§ Task requirements
1. Reproduce the Levatol label changes word for word, from "- Digoxin: Both" up to and including "risk of bradycardia.".
2. In the Levatol label changes, which two sections of the safety label were changed?

§ Excerpt to read
# # # # # # #
Label Changes for:
Levatol (penbutolol sulfate) Tablets
Changes have been made to the WARNINGS and PRECAUTIONS sections of the safety label.
Detailed View: Safety Labeling Changes Approved By FDA Center for Drug Evaluation and Research (CDER) – May 2011
- Major Surgery: Chronically administered beta-blocking therapy should not be routinely withdrawn prior to major surgery; however, the impaired ability of the heart to respond to reflex adrenergic stimuli may augment the risks of general anesthesia and surgical procedures.
- Digoxin: Both digitalis glycosides and betablockers slow atrioventricular conduction and decrease heart rate. Concomitant use can increase the risk of bradycardia.
# # # # # # #
§ Data records

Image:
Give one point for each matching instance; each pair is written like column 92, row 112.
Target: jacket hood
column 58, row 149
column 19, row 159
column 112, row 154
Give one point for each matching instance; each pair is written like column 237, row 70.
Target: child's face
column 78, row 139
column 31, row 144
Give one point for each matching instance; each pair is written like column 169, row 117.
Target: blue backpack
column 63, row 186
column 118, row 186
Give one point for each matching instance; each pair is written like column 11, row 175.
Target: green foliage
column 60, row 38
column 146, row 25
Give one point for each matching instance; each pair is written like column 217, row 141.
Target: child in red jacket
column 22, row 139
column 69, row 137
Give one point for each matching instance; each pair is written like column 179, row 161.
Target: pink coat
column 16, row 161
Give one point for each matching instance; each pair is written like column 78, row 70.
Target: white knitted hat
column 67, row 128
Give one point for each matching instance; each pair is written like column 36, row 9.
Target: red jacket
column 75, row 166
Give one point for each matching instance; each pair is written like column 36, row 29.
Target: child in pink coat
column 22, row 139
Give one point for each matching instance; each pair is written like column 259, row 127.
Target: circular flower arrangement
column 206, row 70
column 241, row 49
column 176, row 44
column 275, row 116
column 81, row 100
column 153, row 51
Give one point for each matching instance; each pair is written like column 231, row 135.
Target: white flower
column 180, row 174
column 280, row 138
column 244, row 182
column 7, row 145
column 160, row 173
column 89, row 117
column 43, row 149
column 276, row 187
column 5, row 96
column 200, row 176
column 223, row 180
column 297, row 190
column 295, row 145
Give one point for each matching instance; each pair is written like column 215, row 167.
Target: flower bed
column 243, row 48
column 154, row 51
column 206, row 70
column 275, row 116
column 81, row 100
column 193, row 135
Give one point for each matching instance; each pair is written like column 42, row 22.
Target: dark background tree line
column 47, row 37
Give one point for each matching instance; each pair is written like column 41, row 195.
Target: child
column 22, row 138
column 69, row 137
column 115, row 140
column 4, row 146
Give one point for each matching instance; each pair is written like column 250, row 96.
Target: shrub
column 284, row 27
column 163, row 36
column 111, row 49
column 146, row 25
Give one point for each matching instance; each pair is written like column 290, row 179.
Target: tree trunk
# # # # # # #
§ Expected responses
1.
- Digoxin: Both digitalis glycosides and betablockers slow atrioventricular conduction and decrease heart rate. Concomitant use can increase the risk of bradycardia.

2. The WARNINGS and PRECAUTIONS sections.